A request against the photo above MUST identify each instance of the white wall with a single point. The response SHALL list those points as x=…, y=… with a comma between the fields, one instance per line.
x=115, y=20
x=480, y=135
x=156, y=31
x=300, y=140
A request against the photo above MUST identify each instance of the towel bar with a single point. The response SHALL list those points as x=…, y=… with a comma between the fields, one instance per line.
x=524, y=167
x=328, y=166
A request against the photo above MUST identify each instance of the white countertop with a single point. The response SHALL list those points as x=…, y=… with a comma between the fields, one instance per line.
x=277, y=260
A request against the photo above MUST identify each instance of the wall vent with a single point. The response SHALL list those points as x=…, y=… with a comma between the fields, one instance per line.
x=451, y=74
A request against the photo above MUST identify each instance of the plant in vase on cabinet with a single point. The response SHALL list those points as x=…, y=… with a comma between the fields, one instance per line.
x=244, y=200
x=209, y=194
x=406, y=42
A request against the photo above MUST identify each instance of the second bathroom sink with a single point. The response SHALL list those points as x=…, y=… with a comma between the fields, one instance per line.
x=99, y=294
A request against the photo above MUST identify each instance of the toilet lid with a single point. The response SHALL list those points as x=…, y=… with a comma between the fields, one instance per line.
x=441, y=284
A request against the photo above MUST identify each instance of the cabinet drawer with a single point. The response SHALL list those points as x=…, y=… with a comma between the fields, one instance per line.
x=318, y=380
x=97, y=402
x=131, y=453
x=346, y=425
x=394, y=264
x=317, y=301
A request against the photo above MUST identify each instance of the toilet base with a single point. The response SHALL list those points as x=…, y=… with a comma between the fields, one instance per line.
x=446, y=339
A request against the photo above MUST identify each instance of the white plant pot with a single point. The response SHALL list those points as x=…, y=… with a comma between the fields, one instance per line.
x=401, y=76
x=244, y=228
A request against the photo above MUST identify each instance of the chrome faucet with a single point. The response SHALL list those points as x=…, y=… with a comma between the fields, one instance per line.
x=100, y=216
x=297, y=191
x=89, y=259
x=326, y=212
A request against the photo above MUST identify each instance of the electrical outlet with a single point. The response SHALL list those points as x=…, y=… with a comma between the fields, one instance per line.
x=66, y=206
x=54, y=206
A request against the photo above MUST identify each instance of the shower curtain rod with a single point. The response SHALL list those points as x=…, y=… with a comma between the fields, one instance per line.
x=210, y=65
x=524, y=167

--- --- ---

### EXERCISE GOAL
Reproduce the entire listing above verbatim, line for line, without altering any wording, coordinate, or punctuation.

### SOLUTION TO THIS PROBLEM
A request against the photo above MUST identify each instance of the white wall with a single point. The response SHALL list those points as x=…, y=… with a comma between the fields, one instance per line.
x=115, y=20
x=480, y=135
x=156, y=31
x=300, y=140
A request against the photo above MUST identify each instance of the towel bar with a single point. The response SHALL list those points as x=…, y=… with a comma between the fields, one instance per line.
x=524, y=167
x=328, y=166
A request against the photo above MUST identify each instance of the white countertop with a single point. The response SHALL list those points as x=…, y=… with a comma between the fields, one instance per line.
x=277, y=260
A request against the photo above MUST identify each instance of the wall vent with a single point. The response SHALL list those points as x=…, y=… with a comma between the fields, one instance per line.
x=451, y=74
A request against the photo above MUST identify each instance of the plant in vase on cabinet with a single point. The response SHALL list those points as x=…, y=… with a comma between the fields, one instance per line.
x=244, y=200
x=209, y=194
x=406, y=42
A request against the photo above MUST identify each instance of the second bathroom sink with a single point. The response SHALL list those points as x=…, y=… with a comma between the fields, one instance per line.
x=99, y=294
A request against the photo above MUST identify each instance of the toilet lid with a single point. The response SHALL list those points as x=…, y=… with a comma between the fields, one instance per line.
x=441, y=284
A request against the photo above MUST identify each instance of the cabinet drawer with a single point. The response SHALL list those points as x=…, y=… with a comma between the fields, one instance per line.
x=318, y=380
x=97, y=402
x=131, y=453
x=346, y=425
x=394, y=264
x=317, y=301
A request against the photo above MUST identify each instance of the toilet base with a single point. The response SHALL list those points as x=…, y=… with a comma between the fields, one instance per line.
x=446, y=339
A request against the photo above MUST identify each instance of the white plant pot with a single point. The response SHALL list those points as x=…, y=… with a comma between the fields, one instance per line.
x=401, y=76
x=244, y=228
A request against the photo above MUST identify each instance of the chrome faucet with a single point. The response SHALL list those points as x=…, y=… with a comma between the fields, one instance per line.
x=100, y=216
x=297, y=191
x=89, y=259
x=326, y=212
A request against the photo above MUST identify each instance of the electrical outlet with a single point. The response SHALL list those points as x=…, y=… with a comma between the fields, one instance per line.
x=66, y=206
x=54, y=206
A request against the photo above MUST identify each instance of the shower curtain rod with a single point. The response SHALL list those points as x=…, y=… with a comma between the fields, one instance per line.
x=210, y=65
x=524, y=167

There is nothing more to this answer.